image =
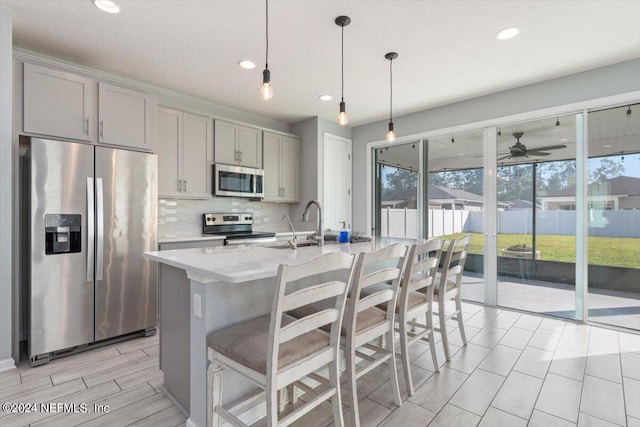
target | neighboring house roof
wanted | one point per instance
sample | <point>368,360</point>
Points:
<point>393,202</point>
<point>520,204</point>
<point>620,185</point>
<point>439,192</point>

==

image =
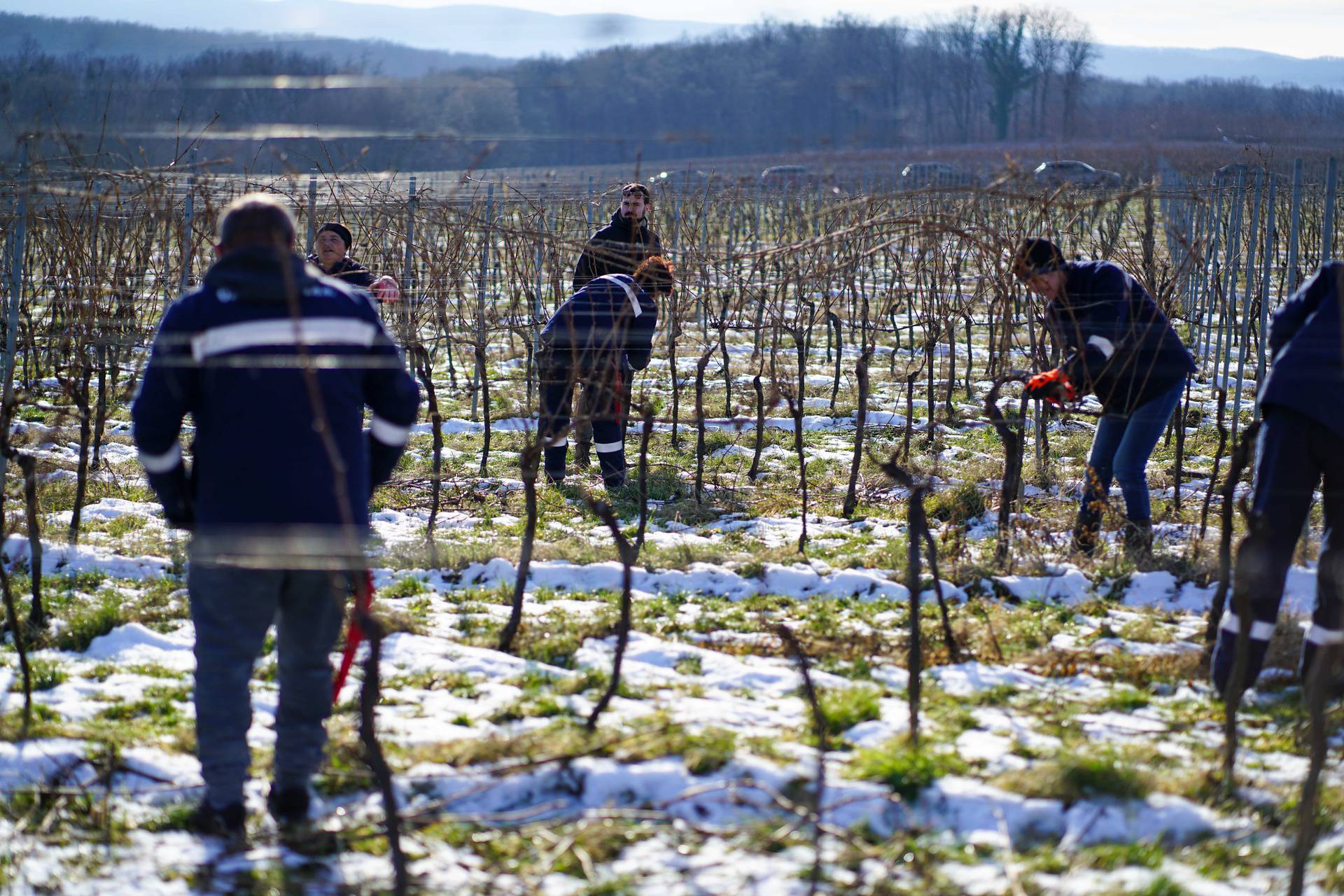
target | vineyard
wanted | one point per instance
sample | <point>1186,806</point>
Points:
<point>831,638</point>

TASK PROMPT. Please copy out each line in the entries that mentions the string "sample".

WRITTEN RESPONSE.
sample | <point>368,360</point>
sample | <point>1186,806</point>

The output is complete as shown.